→ **READING TEXT**
This might be the first time I’ve seen a good use for &mut &T, very cool!

For those of you not well-versed in Rust, this is a mutable pointer to an immutable string. This means that you can change the part of the string you’re pointing at, but you can’t change the underlying string itself.


What does that mean? Is it equivalent to the pointer starting out (say) pointing to the first letter of the string, but being able to "walk"/iterate along the length of the string?


EDIT: adjusted the diagram to make it more clear that we're not mutating the &str

Here's some string data, in memory somewhere:

    Hello world   
A `&str` is a pointer, length combo. The pointer points to the start of the string, the length says how many bytes there are:

    (p, 11)           
     |                
      \ 
       |
       V              
       Hello world
      
 A `&mut T` is a pointer, so a `&mut &str` looks like this:

     p
     |
     V
    (p, 11)           
     |                
      \ 
       |
       V              
       Hello world
 
 Since it's mutable, this means we can re-assign what it points to, and create a new `&str` to the later part of the string:
 
     p
     \------\
             V
    (p, 11) (p, 5)           
     |       |                
      \      |
       |     |
       V     V         
       Hello world
 
 Since the inner &str is immutable, we can't change the underling string.
 
 Hope that helps!


Re: your edit, isn't mutating the `&str` exactly what we're doing? Your new diagram implies that `input` itself is mutable and that's what's being overwritten, but that's not what `input: &mut &str` means nor would it even work because the mutation wouldn't be visible to the caller...?


.... uuuuugh dammit you are correct. Thanks. I can't mutate the parent post, sadly, so have an upvote and hopefully you sit at the top.

I did draw the right thing at first, then convinced myself I was wrong and "fixed" it. Tricky!


I want to make sure I understand this. The original pointer &str does not own the "Hello world" variable but is a reference to it. The new &mut T pointer takes ownership of the &str reference so the original specified (p,11) would be destroyed/overwritten when changed to (p,5). The &mut T cannot edit the underlying string because it the reference it owns is a nonmutable reference. Even if the underlying string, "Hello world" was a mutable str variable, then &mut T could not access it since it was provided and immutable reference &str as its type.

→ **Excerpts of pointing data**
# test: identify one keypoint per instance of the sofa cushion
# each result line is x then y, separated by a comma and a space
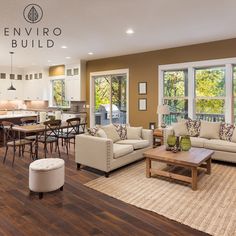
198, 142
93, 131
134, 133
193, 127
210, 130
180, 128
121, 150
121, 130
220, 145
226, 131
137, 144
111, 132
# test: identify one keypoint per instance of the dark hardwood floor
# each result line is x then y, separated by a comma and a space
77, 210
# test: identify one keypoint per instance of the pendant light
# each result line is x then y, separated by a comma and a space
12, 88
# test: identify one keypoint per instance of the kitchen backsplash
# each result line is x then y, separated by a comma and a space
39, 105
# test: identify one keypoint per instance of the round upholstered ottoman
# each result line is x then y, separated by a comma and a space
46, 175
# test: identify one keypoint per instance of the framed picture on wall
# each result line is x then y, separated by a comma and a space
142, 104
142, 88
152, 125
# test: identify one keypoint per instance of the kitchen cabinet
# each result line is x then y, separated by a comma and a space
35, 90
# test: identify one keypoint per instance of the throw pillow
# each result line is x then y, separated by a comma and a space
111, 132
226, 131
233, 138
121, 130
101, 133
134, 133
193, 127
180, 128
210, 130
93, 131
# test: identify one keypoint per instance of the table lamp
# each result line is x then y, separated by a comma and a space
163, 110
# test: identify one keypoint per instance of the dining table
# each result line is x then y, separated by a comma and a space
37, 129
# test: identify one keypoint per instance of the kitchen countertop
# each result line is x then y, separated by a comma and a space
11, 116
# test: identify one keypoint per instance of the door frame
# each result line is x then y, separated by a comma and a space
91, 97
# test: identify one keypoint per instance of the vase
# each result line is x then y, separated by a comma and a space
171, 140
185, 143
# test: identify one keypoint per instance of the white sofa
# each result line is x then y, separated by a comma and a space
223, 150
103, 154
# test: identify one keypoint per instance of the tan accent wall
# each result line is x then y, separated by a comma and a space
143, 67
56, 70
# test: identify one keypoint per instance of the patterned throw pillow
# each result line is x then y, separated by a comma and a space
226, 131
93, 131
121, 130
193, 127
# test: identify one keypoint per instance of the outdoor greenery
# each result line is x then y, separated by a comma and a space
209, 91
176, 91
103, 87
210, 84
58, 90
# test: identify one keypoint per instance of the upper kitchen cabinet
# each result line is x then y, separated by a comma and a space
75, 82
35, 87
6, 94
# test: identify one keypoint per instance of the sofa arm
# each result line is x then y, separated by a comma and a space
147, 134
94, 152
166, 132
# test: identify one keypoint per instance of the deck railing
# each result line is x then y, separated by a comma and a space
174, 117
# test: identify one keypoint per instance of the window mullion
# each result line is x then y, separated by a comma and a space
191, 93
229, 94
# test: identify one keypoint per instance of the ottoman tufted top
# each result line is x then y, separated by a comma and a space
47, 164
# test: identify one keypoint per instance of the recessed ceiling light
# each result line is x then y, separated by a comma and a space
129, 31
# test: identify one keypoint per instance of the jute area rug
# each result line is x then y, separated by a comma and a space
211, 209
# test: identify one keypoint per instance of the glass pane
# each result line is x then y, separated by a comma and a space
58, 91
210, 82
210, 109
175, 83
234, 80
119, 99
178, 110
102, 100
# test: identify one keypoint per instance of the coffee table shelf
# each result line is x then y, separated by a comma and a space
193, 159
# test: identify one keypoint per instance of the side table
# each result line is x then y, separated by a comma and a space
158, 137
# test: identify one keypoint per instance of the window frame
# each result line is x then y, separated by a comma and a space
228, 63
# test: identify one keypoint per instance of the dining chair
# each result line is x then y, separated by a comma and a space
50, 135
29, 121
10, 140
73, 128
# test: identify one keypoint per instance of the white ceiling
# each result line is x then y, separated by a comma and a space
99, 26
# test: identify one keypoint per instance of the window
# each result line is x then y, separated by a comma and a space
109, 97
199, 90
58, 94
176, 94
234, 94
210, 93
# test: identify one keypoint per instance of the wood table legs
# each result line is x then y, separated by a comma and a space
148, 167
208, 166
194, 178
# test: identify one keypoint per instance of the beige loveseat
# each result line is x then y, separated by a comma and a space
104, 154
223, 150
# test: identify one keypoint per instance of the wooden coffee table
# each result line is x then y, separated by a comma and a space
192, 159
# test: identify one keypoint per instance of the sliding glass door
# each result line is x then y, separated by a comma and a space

→ **TASKS TO COMPLETE**
**A)** In the Rust thread, what two things make up a `&str`?
**B)** Format the records from the line with "# test: identify one keypoint per instance of the coffee" through the end of the records as a Markdown table with the columns No. and Text. Number each line and leave out any blank lines.
The text and the records are unrelated to each other.

→ **ANSWERS TO EACH TASK**
**A)** A pointer and a length.

**B)**
| No. | Text |
|---|---|
| 1 | # test: identify one keypoint per instance of the coffee table shelf |
| 2 | # each result line is x then y, separated by a comma and a space |
| 3 | 193, 159 |
| 4 | # test: identify one keypoint per instance of the side table |
| 5 | # each result line is x then y, separated by a comma and a space |
| 6 | 158, 137 |
| 7 | # test: identify one keypoint per instance of the window frame |
| 8 | # each result line is x then y, separated by a comma and a space |
| 9 | 228, 63 |
| 10 | # test: identify one keypoint per instance of the dining chair |
| 11 | # each result line is x then y, separated by a comma and a space |
| 12 | 50, 135 |
| 13 | 29, 121 |
| 14 | 10, 140 |
| 15 | 73, 128 |
| 16 | # test: identify one keypoint per instance of the white ceiling |
| 17 | # each result line is x then y, separated by a comma and a space |
| 18 | 99, 26 |
| 19 | # test: identify one keypoint per instance of the window |
| 20 | # each result line is x then y, separated by a comma and a space |
| 21 | 109, 97 |
| 22 | 199, 90 |
| 23 | 58, 94 |
| 24 | 176, 94 |
| 25 | 234, 94 |
| 26 | 210, 93 |
| 27 | # test: identify one keypoint per instance of the wood table legs |
| 28 | # each result line is x then y, separated by a comma and a space |
| 29 | 148, 167 |
| 30 | 208, 166 |
| 31 | 194, 178 |
| 32 | # test: identify one keypoint per instance of the beige loveseat |
| 33 | # each result line is x then y, separated by a comma and a space |
| 34 | 104, 154 |
| 35 | 223, 150 |
| 36 | # test: identify one keypoint per instance of the wooden coffee table |
| 37 | # each result line is x then y, separated by a comma and a space |
| 38 | 192, 159 |
| 39 | # test: identify one keypoint per instance of the sliding glass door |
| 40 | # each result line is x then y, separated by a comma and a space |